*Task to complete*: Can you retype the listing below, starting at its first line and ending at the line containing "[311,160,366,226]", with both of those lines included and every line reproduced character for character?

◇ ◇ ◇ ◇ ◇

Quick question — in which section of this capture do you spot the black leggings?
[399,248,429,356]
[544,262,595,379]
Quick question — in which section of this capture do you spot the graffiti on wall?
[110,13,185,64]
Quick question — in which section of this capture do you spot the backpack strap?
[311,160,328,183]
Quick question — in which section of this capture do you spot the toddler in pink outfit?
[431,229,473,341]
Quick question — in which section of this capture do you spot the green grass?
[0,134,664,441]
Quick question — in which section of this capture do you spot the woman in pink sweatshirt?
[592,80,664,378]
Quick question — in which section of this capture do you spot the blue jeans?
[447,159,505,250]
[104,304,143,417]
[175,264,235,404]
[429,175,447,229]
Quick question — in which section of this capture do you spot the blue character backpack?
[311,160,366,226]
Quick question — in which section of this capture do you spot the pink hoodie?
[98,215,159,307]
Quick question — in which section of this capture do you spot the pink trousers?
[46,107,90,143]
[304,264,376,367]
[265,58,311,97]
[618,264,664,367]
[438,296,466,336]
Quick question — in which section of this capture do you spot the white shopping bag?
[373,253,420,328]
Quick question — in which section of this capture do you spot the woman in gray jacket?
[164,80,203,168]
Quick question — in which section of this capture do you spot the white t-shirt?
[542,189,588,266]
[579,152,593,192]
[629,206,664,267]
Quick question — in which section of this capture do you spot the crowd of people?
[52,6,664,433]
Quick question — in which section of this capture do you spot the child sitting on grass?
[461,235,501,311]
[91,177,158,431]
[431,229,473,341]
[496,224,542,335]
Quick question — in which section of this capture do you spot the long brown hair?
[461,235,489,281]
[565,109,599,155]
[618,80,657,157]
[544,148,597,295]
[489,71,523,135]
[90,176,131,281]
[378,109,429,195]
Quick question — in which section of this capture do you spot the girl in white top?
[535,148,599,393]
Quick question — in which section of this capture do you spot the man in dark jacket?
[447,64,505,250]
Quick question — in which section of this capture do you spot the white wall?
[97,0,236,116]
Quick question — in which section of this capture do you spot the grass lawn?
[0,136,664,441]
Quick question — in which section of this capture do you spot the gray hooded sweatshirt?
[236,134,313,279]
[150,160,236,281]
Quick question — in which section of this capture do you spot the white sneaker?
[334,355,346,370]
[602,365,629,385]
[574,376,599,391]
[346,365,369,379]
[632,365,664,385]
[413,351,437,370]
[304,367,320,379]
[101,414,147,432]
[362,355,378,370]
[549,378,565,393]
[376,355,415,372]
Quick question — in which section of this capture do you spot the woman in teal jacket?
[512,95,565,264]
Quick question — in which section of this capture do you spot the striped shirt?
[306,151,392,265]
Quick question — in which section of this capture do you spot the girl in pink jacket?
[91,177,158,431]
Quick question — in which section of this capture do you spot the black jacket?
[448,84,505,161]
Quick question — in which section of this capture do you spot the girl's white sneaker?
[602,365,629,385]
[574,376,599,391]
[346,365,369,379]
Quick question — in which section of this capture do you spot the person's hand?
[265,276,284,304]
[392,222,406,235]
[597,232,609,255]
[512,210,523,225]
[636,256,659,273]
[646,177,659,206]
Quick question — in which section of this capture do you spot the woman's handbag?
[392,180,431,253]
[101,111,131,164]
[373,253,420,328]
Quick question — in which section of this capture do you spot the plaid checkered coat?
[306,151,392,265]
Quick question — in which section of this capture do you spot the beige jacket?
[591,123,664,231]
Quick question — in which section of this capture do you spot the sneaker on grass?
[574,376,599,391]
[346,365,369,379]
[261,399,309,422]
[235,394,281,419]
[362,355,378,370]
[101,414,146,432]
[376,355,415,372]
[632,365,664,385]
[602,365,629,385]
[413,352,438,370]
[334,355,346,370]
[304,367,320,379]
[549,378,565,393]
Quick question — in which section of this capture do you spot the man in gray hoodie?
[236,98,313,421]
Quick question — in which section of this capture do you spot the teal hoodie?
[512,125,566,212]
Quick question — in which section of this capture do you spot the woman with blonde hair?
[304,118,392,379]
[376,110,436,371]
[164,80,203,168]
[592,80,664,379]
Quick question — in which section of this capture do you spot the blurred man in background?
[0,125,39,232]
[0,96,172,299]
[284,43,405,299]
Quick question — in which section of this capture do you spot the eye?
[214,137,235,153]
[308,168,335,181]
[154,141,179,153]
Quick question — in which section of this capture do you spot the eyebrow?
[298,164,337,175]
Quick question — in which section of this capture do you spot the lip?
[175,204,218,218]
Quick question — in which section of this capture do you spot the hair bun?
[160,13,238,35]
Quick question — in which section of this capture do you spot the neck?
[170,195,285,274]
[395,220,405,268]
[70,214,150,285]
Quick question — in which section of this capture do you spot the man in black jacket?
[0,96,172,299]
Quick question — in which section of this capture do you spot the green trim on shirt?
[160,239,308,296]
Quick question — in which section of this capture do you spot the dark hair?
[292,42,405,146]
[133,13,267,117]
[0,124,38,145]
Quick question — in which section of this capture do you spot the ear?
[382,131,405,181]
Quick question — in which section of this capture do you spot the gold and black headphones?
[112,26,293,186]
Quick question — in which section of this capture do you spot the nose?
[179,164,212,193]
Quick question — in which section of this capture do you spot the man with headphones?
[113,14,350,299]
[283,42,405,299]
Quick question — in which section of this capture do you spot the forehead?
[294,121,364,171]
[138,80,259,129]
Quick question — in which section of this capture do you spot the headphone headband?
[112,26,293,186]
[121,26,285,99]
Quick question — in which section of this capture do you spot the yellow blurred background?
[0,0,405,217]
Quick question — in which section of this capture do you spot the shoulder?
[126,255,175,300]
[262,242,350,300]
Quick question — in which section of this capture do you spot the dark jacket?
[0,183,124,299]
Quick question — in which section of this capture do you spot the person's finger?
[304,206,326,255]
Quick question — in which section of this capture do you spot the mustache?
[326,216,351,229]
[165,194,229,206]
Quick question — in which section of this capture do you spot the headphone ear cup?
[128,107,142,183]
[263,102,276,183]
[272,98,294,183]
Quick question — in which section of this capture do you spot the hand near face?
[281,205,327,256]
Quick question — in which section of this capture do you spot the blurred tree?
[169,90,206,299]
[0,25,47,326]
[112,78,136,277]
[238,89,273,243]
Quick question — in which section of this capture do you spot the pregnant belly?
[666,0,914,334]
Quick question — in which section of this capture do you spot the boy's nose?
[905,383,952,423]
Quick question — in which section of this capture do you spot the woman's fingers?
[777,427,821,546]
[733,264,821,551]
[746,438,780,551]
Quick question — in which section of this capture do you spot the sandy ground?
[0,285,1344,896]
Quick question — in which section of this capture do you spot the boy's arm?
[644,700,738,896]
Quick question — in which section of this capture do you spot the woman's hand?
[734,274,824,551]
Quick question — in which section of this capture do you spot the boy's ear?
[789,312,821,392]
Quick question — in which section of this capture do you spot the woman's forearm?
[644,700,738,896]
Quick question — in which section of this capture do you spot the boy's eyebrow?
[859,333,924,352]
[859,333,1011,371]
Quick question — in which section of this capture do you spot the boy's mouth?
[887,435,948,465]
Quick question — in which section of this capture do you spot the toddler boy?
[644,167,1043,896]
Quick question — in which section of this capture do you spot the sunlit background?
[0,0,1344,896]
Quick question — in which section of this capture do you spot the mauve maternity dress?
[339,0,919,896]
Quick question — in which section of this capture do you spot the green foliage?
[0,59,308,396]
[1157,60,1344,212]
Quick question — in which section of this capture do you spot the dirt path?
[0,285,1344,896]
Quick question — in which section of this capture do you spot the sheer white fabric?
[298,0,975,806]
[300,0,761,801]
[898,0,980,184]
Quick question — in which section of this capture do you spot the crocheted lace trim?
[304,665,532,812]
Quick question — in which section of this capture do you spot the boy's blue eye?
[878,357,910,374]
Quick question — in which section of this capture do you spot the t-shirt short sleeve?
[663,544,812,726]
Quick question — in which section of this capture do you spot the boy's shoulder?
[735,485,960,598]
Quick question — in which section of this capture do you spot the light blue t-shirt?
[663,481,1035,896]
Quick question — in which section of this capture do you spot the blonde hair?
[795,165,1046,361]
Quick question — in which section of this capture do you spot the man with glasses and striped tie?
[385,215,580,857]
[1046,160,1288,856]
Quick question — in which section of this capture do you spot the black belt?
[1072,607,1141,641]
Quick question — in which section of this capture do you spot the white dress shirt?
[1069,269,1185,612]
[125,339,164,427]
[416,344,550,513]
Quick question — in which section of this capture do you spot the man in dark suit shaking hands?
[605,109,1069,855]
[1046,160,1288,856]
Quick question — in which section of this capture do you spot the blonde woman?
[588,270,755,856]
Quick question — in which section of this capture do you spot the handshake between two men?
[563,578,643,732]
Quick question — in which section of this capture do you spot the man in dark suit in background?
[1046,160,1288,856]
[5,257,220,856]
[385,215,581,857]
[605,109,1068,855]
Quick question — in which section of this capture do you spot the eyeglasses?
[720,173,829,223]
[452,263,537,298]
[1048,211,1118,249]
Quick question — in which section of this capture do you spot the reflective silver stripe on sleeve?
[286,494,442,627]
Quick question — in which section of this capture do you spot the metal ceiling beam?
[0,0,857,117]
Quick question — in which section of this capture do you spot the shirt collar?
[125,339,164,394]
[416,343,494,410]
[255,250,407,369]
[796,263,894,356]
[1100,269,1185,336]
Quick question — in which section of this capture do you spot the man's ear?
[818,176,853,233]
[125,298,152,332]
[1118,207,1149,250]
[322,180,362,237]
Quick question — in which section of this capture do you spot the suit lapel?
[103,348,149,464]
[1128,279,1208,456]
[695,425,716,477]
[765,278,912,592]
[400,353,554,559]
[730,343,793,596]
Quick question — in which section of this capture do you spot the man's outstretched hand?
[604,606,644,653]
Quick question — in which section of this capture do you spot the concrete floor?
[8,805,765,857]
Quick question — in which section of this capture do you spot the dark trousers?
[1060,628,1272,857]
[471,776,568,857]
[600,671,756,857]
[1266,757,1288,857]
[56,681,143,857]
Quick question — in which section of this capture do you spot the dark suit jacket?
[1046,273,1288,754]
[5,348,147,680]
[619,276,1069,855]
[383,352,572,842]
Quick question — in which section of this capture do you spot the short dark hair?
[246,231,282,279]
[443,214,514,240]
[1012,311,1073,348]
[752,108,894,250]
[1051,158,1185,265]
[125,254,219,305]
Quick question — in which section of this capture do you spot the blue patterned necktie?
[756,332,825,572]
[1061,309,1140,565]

◇ ◇ ◇ ◇ ◇

*Output of the exercise*:
Quick question — in which section of this capture do you spot the black leggings?
[399,248,429,356]
[544,262,595,379]
Quick question — in which section of this capture do you spot the graffiti on wall?
[110,13,185,64]
Quick question — in which section of this capture do you spot the backpack strap?
[311,160,328,183]
Quick question — in which section of this capture do you spot the toddler in pink outfit?
[431,229,473,341]
Quick question — in which section of this capture do you spot the green grass?
[0,134,664,441]
Quick question — in which section of this capture do you spot the woman in pink sweatshirt?
[592,80,664,378]
Quick question — in which section of this capture do you spot the blue jeans?
[447,159,505,250]
[104,304,143,417]
[175,264,235,404]
[429,175,447,229]
Quick question — in which section of this capture do you spot the blue character backpack?
[311,160,366,226]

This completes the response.